───── TEXT BLOCK ─────

The week before last, when one rainy day after the other kept us all close to the house, we sat one late afternoon in the library and discussed, half seriously, half playfully, which of the many women figures in the Bible and Jewish legends we would—if we but could—call back to life and invite as a week-end guest to the house.

Many suggestions were made but most were rejected. Eve? No, not at all. For despite the fact that she must have had some youthful ingenuousness and charm she was surely rather crude and terribly curious to taste forbidden fruits. And a house-guest of such temper is bothersome. The Queen of Sheba? No, decidedly not. She might be an exciting guest but also an exacting one. Judith who slew Holofernes? By no means. We’d all feel uncomfortable with her, and though we sincerely consider her a heroine and are certain that she did very right, our modern nerves are too jumpy and if she’d merely touch a steel knife our hearts would skip a beat or two. But then one woman was named who, all of us agreed, would be the ideal house-guest. More than that. She seemed to us the ideal type of Jewish womanhood. That was Naomi, the mother-in-law of Ruth.

Consider her story for a moment. The wife of a well-to-do man, Elimelech, the mother of two sons, she follows her husband and her children to the land of Moab when for economic reasons they decide to emigrate. She has evidently quickly adapted herself to her new surroundings without in any way forgetting her racial and religious heritage. When her sons marry young Moabite women, Naomi makes the new daughters welcome, never trying to influence them, unless it were with the silent but powerful example of a life lived beautifully. She loses husband and sons, youth and fortune, and as a poor, bereft, yet still gentle and considerate woman, she decides to return to Bethlehem, to her own people, the friends of her youth, the relatives of her blood.

───── RAW RECORDS ─────

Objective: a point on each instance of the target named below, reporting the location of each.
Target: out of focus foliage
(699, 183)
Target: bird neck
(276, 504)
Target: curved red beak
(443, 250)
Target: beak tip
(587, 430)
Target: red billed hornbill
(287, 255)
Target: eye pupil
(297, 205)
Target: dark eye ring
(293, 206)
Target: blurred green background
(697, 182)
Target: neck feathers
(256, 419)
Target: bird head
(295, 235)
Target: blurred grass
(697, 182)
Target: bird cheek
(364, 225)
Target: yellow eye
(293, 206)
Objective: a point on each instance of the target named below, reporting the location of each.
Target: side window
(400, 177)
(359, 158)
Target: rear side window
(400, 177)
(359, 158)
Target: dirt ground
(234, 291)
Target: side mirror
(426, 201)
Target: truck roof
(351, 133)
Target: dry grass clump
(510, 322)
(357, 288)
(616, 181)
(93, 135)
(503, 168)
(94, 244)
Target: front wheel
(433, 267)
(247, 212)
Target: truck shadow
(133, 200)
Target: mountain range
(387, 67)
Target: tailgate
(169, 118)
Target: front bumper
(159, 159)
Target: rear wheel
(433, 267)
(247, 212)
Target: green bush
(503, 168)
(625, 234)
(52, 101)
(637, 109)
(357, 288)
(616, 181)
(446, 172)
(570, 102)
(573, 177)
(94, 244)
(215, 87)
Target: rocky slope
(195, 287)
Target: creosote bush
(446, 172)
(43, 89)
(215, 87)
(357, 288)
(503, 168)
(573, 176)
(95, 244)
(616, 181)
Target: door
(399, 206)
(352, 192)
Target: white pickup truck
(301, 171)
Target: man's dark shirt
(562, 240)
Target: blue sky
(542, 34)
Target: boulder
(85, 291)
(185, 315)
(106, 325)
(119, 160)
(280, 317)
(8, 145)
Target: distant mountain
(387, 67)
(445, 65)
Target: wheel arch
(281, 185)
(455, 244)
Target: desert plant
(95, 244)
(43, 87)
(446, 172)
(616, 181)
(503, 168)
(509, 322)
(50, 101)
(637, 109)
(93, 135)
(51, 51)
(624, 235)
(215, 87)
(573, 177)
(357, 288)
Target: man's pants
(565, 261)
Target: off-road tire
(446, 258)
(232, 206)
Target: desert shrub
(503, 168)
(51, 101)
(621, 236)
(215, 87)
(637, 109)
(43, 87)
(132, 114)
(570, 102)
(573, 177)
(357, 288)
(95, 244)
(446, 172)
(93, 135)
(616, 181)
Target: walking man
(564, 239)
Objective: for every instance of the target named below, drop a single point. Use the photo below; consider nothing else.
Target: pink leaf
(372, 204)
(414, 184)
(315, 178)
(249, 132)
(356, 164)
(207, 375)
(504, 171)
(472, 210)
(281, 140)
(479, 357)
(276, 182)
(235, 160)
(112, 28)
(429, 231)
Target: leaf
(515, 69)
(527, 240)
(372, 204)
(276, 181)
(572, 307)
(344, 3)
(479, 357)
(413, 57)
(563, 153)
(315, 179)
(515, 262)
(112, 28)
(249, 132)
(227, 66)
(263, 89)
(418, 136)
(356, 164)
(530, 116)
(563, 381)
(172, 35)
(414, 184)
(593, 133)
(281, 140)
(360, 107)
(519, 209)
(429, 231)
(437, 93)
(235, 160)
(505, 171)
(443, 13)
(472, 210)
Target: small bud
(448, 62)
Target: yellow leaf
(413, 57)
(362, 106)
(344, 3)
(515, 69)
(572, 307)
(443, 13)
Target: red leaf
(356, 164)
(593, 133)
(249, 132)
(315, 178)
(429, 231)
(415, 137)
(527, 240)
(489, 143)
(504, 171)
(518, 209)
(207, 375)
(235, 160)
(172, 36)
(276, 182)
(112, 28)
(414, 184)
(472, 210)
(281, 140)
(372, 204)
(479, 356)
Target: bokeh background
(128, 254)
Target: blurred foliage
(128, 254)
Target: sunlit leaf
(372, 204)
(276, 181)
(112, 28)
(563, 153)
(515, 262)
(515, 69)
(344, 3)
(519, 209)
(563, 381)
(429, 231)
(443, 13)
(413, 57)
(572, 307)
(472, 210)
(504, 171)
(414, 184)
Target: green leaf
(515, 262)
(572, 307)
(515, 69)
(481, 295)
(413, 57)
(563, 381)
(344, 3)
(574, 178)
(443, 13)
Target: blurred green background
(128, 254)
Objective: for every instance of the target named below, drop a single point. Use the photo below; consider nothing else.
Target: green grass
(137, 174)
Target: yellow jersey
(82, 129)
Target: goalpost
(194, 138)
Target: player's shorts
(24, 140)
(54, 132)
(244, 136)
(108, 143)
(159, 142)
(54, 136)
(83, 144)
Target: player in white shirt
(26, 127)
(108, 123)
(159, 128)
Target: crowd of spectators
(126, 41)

─────
───── RAW RECORDS ─────

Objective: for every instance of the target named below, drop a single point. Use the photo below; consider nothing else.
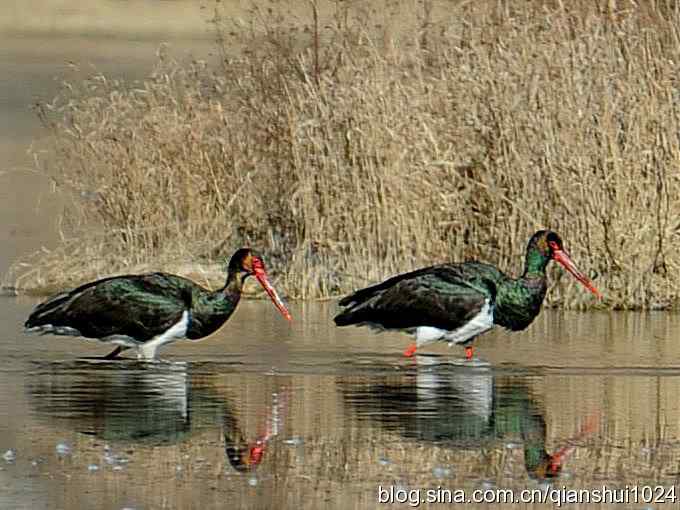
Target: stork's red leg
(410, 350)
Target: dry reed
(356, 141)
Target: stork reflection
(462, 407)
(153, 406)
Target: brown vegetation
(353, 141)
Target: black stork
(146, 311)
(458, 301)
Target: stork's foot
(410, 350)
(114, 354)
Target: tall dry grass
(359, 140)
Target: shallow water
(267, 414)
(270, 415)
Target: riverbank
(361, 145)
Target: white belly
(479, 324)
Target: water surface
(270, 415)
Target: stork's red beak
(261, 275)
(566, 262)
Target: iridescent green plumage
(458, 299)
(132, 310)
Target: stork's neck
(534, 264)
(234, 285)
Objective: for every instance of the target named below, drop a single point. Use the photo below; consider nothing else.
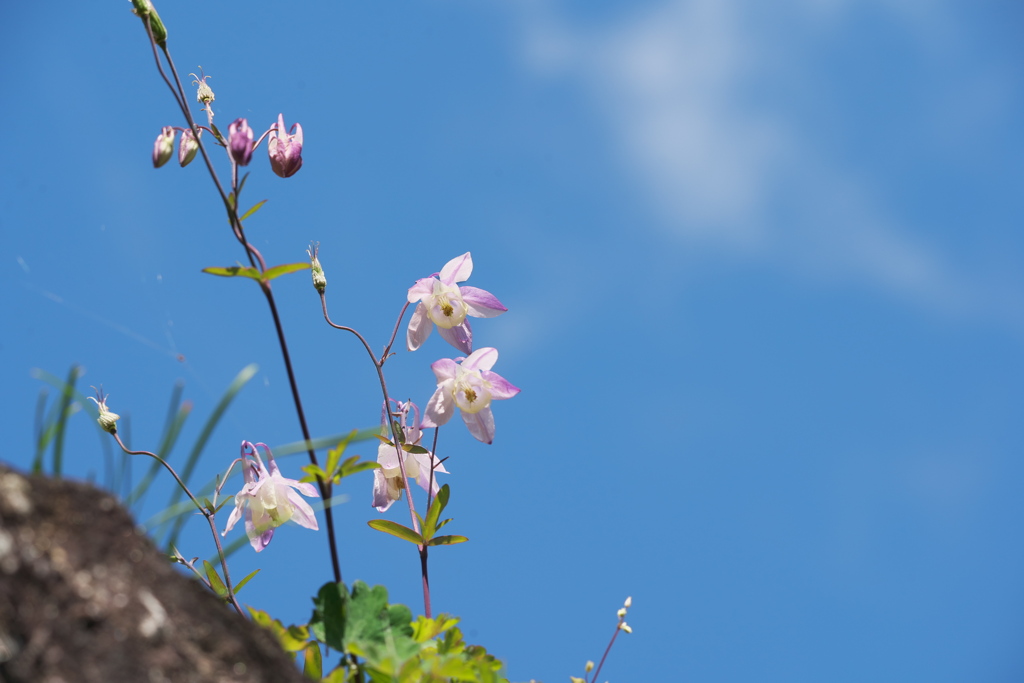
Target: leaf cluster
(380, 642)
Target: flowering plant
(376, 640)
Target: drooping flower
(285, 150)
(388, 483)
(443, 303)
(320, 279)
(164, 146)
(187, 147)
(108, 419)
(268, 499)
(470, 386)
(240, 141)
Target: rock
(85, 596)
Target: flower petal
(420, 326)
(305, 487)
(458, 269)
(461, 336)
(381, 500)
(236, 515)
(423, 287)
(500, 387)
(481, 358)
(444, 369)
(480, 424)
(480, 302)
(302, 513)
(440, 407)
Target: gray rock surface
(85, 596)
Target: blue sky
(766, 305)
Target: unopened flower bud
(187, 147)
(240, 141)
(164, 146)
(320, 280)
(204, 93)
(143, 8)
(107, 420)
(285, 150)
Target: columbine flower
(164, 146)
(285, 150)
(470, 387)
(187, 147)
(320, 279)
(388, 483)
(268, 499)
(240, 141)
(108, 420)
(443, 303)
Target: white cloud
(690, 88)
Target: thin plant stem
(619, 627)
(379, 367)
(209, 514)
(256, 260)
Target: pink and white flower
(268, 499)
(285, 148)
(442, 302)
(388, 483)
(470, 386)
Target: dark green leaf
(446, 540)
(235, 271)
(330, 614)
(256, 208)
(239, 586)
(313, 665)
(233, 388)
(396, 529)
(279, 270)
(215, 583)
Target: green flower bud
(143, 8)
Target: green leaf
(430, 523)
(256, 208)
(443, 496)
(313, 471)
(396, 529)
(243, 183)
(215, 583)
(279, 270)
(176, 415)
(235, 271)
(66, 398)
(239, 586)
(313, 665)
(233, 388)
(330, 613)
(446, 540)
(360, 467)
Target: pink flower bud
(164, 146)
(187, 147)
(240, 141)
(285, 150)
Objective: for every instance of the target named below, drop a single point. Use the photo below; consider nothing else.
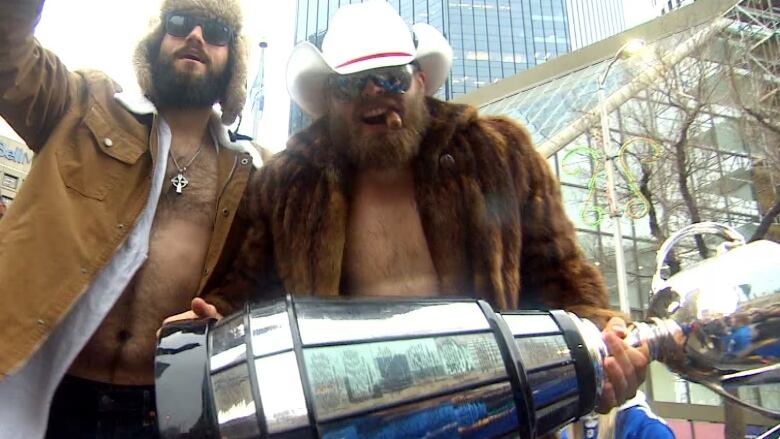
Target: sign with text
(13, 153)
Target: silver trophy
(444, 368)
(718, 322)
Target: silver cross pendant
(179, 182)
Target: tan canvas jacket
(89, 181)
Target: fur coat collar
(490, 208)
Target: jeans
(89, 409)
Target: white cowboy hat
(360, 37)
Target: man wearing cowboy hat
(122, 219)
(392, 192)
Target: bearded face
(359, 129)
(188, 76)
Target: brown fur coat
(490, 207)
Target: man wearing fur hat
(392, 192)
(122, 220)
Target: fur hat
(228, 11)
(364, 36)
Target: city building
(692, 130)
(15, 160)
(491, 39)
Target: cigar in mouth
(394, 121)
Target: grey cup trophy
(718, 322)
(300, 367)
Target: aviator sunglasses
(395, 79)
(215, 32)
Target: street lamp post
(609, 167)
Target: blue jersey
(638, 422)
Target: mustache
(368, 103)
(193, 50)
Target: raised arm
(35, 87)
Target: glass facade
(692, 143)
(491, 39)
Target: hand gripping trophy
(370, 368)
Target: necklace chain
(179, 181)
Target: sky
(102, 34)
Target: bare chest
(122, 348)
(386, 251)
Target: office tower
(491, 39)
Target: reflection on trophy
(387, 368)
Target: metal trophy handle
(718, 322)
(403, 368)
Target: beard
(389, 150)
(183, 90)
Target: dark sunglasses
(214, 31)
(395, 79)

─────

TASK LIST
• 1. In the passage about choosing a biblical woman as a week-end guest, which land does Naomi's family emigrate to?
• 2. Go on with the passage about Naomi as the ideal house-guest, starting right after its final sentence.

ANSWERS TO THE PROBLEMS
• 1. The land of Moab.

• 2.
But Ruth who has lived with this kind, unassuming, and yet so noble woman can not bear to part from Naomi. She declares that she will go with her and worship the God Naomi adores, for she surely felt that a religion which creates a character of such quiet perfection must indeed enshrine a divine truth. Naomi first gently dissuades her, and when she finally permits Ruth to come with her, she does not selfishly expect the younger woman to share her grief for the dead but sees to it that Ruth finds a new love and new happiness. Thus, through sheer beauty of living, she brings to Israel one of the few converts of whom the Bible speaks.

Judaism has never been eager to make converts, has never sent out missionaries, never engaged in proselytizing, never imposed in any way its doctrines on others as the only path to salvation. Whenever converts were accepted, and it was always done hesitatingly and only after careful deliberation, they came to us out of their own free will, called either by the grandeur of our ethical laws or the virtues of Jewish life, which were never depicted better than when Bileam, the foreign priest, exclaims: “How beautiful are thy tents, O Jacob, thy dwelling places, O Israel.” And today, too, when everywhere prejudice and persecution raise their evil heads, it seems to me that we should answer them and gain friends and adherents by fostering the Naomi spirit among our women, among our people. This spirit stands surely for the best in Jewish life, and though I do not want to insist that every Jewish woman is a Naomi, I know that we possess even now a rich leaven of this type, and it is, after all, the leaven and not the lump that decides the vitality and the virtues of a race.